Problem
From the line that includes "of the lips" to the last line of the records, inclusive, repeat each line exactly.

The records
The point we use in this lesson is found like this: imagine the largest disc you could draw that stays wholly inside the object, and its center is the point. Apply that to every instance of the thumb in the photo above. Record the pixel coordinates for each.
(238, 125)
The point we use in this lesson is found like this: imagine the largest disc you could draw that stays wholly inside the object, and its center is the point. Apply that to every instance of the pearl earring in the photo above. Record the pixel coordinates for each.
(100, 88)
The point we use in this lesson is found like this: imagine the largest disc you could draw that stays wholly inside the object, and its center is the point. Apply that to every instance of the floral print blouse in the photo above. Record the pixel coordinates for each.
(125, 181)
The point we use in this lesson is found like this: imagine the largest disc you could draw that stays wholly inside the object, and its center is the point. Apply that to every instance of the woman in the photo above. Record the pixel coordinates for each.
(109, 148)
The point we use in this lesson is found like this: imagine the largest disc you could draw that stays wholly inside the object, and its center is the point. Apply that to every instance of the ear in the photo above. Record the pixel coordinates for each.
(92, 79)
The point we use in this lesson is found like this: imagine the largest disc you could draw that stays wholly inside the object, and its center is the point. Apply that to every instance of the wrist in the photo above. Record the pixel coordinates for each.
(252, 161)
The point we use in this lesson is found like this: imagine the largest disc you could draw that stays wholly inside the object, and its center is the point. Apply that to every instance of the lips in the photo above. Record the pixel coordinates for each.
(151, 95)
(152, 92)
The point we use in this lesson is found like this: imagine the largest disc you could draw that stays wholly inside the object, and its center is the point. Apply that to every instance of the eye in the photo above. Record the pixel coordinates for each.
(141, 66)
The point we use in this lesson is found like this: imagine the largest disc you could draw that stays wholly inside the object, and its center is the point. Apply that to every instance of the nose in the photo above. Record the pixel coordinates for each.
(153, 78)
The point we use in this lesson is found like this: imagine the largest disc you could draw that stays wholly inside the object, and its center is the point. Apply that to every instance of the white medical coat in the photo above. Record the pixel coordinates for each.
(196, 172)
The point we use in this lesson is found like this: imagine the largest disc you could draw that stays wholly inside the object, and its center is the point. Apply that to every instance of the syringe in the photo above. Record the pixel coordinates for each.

Response to the exercise
The point we use in this lesson is found like this: imagine the largest disc you could draw that stays wholly inside the object, and its center is the point. Apply that to every instance of the lips in the photo above. Record the pixel coordinates for each.
(151, 95)
(152, 92)
The point we use in this lesson is found like this: imagine the largest disc you could draw that stays wholly inside the object, and its center is the point. Apply that to every instance of the eye in the photo above. Record the pixel coordinates for each.
(141, 66)
The point we use in this lesson is found like this: imagine the largest disc you could draw that stays wholly inside the object, and its center is the point. Apply that to every instance of the nose in the photo above. Record the pixel coordinates for each.
(153, 78)
The point we use in this lesson is found like this: imagine the largest disc you could draw that stays wholly inside the object, and its center is the point. Apply that to every instance of the white medical coat in the photo above. Record the pixel coordinates for each.
(196, 172)
The point we use in this lesson is found like this: imagine the largest disc you could draw that stays wholly inside the object, and its center is the point. Apply that to every instance of the syringe in the photo above. Record the pixel coordinates for each.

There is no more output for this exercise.